## [Task statement]
Continue the statistics seminar listing below, starting right after its final sentence.

## [Given text]
• • • •

Wednesday, February 27 at 12 pm

Speaker: Peter McCullagh, John D. MacArthur Distinguished Service Professor, Department of Statistics, University of Chicago

Title: Sampling bias and logistic models

Abstract: In a regression model, the joint distribution for each finite sample of units is determined by a function px(y) depending only on the list of covariate values x = (x(u1), . . . , x(un)) on the sampled units. No random sampling of units is involved. In biological work, random sampling is frequently unavoidable, in which case the joint distribution p(y, x) depends on the sampling scheme. Regression models can be used for the study of dependence provided that the conditional distribution p(y | x) for random samples agrees with px(y) as determined by the regression model for a fixed sample having a non-random configuration x. This paper develops a model that avoids the concept of a fixed population of units, thereby forcing the sampling plan to be incorporated into the sampling distribution. For a quota sample having a predetermined covariate configuration x, the sampling distribution agrees with the standard logistic regression model with correlated components. For most natural sampling plans such as sequential or simple random sampling, the conditional distribution p(y | x) is not the same as the regression distribution unless px(y) has independent components. In this sense, most natural sampling schemes involving binary random-effects models are biased. The implications of this formulation for subject-specific and population-averaged procedures are explored.

Wednesday, March 5 at 12 pm

Speaker: Sandy L. Zabell, Professor, Department of Statistics and Department of Mathematics, Northwestern University

Title: On Student’s 1908 paper “The probable error of a mean”

Abstract: This month marks the one-hundredth anniversary of the appearance of William Sealey Gosset’s celebrated paper “The probable error of a mean”. Gosset’s elegant contributionrepresented the first in a series of exact, “small-sample” results that were developed by Gosset, Fisher, and others to form a central component of the modern theory of statistical inference. This talk celebrates the centenary of Gosset’s paper by discussing both its background and impact on modern statistical theory and practice.

• • • •

## [Material supplied]
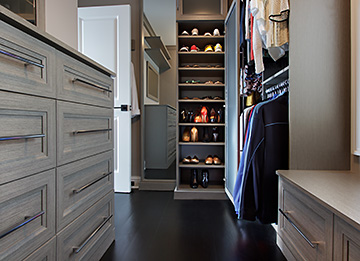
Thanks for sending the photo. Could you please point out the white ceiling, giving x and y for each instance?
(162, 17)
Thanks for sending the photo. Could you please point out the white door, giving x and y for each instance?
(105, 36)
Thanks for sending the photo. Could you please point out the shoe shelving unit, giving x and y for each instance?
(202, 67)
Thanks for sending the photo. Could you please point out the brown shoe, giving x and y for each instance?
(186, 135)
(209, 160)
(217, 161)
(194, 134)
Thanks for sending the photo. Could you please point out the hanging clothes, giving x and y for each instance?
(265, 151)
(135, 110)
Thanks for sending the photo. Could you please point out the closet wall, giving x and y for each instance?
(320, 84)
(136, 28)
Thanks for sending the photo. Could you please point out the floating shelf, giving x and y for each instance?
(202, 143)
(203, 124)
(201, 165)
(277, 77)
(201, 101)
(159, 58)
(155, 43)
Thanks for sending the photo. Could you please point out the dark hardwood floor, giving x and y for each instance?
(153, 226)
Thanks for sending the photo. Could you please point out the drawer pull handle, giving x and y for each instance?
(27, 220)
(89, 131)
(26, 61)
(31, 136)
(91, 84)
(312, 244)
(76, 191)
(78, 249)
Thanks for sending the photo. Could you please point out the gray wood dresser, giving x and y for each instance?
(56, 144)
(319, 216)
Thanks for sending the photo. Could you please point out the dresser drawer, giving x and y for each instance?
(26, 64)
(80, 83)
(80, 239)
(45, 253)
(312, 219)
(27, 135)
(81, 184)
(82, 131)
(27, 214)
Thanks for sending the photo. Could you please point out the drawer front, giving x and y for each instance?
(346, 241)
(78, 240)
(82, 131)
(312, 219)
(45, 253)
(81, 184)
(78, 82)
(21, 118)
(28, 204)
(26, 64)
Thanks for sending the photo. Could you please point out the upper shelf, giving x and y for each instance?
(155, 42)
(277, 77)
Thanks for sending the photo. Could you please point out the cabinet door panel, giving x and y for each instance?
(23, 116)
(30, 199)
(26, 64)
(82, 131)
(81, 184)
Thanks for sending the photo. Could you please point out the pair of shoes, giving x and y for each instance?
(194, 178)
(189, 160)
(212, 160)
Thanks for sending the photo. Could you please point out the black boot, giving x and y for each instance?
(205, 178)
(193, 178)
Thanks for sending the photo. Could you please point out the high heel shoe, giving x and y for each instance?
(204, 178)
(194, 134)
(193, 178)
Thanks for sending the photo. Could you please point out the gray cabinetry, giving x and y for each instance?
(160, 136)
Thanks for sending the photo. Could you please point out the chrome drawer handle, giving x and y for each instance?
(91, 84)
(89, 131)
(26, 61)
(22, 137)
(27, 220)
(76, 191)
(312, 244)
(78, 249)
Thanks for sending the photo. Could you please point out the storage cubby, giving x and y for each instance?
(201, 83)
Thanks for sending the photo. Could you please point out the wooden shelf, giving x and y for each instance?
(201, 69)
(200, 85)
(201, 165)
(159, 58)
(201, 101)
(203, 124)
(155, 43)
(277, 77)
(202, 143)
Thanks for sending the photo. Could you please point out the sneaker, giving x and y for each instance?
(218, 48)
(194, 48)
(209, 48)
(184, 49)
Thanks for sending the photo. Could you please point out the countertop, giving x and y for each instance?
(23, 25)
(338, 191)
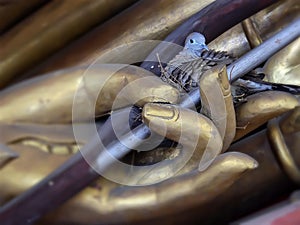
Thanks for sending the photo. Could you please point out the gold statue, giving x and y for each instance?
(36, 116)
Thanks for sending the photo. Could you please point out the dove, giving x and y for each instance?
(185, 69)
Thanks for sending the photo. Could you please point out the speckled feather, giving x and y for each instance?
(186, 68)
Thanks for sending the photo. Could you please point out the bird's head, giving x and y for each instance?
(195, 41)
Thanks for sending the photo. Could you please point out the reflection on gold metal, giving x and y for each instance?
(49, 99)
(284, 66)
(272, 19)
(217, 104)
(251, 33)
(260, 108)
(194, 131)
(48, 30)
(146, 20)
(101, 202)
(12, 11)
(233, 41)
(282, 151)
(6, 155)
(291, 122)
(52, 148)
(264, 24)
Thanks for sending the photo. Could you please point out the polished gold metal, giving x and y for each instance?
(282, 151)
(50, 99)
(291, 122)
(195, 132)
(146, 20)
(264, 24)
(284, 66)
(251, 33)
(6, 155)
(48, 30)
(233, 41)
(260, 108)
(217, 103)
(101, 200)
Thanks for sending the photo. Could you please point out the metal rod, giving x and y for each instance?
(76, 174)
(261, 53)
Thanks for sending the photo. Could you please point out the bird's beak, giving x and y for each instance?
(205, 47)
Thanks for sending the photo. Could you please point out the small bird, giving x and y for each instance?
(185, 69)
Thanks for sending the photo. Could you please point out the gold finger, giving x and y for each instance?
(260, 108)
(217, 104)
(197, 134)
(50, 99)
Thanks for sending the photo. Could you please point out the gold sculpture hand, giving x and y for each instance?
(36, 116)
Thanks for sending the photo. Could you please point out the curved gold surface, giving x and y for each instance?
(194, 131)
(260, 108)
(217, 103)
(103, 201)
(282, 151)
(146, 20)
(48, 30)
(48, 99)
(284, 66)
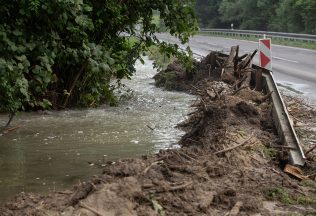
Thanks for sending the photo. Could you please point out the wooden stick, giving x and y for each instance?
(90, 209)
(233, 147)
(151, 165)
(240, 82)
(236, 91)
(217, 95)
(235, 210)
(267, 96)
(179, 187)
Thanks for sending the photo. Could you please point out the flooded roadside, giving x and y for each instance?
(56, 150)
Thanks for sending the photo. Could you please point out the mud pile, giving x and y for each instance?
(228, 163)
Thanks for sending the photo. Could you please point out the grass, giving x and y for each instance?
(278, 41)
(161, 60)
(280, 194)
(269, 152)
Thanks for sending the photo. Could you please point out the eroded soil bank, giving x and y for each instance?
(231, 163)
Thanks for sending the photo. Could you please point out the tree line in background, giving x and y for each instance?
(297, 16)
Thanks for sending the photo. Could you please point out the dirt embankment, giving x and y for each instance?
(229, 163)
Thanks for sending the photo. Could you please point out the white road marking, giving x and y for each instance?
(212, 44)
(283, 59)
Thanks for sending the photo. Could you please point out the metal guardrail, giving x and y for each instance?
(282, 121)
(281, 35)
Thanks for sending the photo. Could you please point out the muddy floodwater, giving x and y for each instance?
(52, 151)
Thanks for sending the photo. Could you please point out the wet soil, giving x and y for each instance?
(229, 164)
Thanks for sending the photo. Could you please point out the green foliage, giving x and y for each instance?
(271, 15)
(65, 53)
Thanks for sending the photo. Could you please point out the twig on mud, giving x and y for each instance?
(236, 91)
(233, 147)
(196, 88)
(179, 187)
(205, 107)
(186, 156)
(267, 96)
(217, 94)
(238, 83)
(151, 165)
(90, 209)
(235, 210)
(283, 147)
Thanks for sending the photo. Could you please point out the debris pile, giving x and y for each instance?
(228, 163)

• • • •

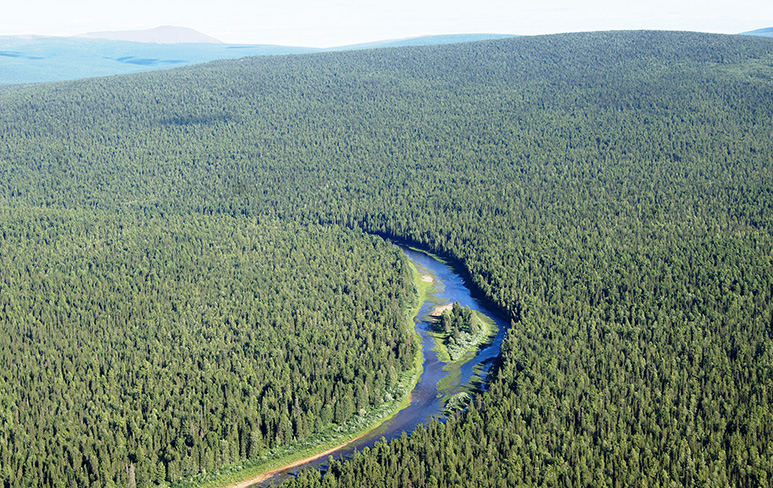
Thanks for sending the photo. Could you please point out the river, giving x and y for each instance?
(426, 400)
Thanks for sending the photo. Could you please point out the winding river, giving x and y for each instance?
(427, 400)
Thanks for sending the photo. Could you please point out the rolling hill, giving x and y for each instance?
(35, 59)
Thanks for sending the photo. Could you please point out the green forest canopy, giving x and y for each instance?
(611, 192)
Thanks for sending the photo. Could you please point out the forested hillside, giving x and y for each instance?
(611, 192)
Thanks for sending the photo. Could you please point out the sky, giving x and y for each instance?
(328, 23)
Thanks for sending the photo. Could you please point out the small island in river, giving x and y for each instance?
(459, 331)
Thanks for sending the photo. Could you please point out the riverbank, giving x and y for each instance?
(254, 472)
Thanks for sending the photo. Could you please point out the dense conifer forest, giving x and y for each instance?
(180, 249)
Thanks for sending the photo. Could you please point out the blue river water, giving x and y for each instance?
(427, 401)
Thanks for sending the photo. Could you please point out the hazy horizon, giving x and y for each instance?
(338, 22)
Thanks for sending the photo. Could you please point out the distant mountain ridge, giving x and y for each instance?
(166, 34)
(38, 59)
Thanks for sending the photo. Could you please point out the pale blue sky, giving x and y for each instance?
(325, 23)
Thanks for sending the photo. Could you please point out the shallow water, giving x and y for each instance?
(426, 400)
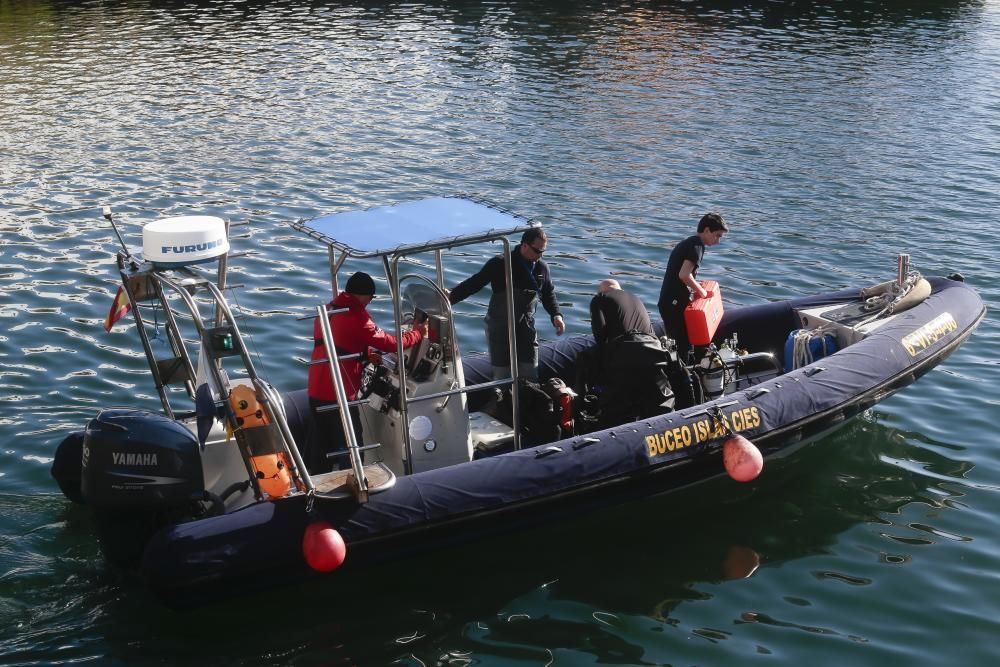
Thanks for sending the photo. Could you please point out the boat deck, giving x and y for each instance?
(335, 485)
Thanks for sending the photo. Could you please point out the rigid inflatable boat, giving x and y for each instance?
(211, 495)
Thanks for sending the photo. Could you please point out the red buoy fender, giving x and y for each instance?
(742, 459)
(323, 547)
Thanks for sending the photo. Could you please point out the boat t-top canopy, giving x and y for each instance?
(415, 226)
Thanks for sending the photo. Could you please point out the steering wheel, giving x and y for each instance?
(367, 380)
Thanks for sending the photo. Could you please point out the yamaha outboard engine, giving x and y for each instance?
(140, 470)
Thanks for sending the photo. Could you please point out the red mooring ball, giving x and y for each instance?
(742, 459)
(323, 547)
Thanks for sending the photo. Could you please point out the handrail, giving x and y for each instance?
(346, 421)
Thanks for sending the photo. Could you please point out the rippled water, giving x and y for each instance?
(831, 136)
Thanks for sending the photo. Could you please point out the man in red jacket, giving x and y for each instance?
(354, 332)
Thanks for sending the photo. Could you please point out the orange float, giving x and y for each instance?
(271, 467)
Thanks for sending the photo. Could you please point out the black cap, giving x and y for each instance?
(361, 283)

• • • •

## [Task output]
Wednesday, March 12 at 12 pm

Speaker: Rong Chen, Professor, Department of Statistics, Rutgers University

Title: Constrained Sequential Monte Carlo (CSMC)

Abstract: The sequential Monte Calo (SMC) methodologies have been shown to have great promises in solving very high dimensional and complex problems often encountered in applications such as communication, bioinformatics and financial data analysis. The key to a successful SMC implementation is efficiency, not only in terms of statistical inference accuracy, but also on the computational complexity. Efficiency is directly related to the design of the key components of SMC, including the intermediate distributions, the trial 'growth' distribution, and the resampling method. Many problems in application share a common feature - the target distribution is highly constrained. That is, the target distribution is a truncated distribution on an ill-shaped subspace of a high dimensional space. The constraints, without careful treatments, are a main source of obstacles in successful implementations of SMC. In this talk, we develop a set of algorithms categorized as Constrained Sequential Monte Carlo (CSMC) for solving such problems, including strategies in designing the intermediate distributions, the trial distributions, the resampling steps and Markov moves with CSMC.